**INSTRUCTION**
Please copy these lines word for word, beginning at the line that contains "Target: truck bed" and stopping after the line that contains "x=476, y=148", with both of those lines included.

==*==

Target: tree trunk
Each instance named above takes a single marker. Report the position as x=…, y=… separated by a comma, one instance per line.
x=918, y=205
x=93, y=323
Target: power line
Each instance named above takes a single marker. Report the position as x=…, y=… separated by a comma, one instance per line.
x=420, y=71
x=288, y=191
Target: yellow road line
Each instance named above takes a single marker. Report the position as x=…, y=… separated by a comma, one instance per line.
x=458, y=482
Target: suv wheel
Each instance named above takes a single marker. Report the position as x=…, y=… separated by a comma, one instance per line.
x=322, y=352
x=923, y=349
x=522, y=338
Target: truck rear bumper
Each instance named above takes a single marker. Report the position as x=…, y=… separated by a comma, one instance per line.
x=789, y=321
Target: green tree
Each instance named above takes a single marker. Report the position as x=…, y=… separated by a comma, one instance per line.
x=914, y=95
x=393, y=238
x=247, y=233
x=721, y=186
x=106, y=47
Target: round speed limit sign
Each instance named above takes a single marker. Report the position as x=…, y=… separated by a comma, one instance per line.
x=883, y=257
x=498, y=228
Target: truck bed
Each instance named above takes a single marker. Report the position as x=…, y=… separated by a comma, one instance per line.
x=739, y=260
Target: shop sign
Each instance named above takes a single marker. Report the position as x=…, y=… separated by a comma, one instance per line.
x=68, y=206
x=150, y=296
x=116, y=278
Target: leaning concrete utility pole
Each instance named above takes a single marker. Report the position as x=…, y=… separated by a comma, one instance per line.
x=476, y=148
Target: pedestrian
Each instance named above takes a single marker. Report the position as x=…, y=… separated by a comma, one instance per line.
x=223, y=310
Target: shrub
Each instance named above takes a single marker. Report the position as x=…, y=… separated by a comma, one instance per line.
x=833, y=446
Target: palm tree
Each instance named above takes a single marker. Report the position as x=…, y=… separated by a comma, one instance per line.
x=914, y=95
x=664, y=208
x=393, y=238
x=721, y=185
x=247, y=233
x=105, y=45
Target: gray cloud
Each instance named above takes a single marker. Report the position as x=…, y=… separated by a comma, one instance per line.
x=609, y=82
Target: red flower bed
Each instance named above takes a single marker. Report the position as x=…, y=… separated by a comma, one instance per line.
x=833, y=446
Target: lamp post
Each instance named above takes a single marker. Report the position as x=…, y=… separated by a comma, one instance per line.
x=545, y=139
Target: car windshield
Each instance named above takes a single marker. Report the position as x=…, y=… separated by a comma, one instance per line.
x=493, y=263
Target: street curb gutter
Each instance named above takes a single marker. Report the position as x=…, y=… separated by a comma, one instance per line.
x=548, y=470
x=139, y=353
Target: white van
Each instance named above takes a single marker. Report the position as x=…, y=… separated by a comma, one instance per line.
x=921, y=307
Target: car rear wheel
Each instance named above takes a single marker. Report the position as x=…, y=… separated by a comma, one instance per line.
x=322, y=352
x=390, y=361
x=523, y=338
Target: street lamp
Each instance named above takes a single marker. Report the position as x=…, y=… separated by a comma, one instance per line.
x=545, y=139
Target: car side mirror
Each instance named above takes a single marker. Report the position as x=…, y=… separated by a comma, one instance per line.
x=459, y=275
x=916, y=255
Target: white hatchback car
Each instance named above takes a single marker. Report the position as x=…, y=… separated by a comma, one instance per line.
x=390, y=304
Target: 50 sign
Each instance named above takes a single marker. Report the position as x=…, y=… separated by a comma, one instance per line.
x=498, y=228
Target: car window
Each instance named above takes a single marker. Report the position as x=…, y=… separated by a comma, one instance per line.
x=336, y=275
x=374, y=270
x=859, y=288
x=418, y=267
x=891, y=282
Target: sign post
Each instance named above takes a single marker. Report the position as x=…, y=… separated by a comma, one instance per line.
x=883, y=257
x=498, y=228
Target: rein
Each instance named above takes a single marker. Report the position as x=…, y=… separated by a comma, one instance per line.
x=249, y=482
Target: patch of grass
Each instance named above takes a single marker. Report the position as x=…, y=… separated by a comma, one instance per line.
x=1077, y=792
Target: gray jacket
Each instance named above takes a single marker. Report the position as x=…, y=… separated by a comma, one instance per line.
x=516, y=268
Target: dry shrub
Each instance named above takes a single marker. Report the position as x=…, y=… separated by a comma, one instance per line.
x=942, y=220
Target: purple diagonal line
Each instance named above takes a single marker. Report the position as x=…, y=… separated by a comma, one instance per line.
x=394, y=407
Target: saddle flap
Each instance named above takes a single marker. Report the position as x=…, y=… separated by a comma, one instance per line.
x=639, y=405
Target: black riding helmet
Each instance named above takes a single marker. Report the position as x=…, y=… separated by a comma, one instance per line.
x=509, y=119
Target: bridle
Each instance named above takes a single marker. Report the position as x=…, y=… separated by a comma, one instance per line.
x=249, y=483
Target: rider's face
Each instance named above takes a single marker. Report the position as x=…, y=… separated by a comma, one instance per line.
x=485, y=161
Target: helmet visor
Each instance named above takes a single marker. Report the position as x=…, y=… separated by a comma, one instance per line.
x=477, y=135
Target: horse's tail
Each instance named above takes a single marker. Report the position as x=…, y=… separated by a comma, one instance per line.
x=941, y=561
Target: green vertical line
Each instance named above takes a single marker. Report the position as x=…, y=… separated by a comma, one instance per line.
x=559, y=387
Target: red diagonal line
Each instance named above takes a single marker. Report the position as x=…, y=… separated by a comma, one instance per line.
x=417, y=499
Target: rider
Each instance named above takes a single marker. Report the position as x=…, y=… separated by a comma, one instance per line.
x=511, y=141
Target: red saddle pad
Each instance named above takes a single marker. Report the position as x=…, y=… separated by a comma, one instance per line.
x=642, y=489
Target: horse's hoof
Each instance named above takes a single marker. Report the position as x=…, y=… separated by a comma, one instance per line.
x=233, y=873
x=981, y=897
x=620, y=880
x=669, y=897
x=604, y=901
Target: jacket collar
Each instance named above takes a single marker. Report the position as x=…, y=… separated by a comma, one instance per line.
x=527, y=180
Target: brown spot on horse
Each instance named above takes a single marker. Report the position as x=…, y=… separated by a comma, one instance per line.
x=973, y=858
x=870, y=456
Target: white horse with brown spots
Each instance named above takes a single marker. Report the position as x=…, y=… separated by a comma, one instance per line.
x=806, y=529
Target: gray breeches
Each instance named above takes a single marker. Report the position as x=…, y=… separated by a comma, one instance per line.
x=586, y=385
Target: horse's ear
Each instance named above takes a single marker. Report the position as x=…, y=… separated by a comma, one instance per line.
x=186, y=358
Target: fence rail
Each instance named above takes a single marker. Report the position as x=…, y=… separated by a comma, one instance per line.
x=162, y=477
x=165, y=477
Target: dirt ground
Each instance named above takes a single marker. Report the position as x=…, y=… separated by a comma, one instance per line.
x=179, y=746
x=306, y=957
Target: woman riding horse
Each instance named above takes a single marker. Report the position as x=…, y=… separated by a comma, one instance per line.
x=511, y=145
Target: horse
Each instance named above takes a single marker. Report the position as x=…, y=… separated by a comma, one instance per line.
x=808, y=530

==*==

**THE SOLUTION**
Target: truck bed
Each instance named above takes a single marker. Report the position as x=…, y=… separated by a comma, one instance per line.
x=739, y=260
Target: shop sign
Each instance named above takes a single marker. Report the position as x=…, y=… separated by a comma, one instance per line.
x=68, y=206
x=150, y=296
x=116, y=278
Target: leaning concrete utility pole
Each instance named above takes a single marker. Report the position as x=…, y=… separated by a comma, one instance per line.
x=476, y=148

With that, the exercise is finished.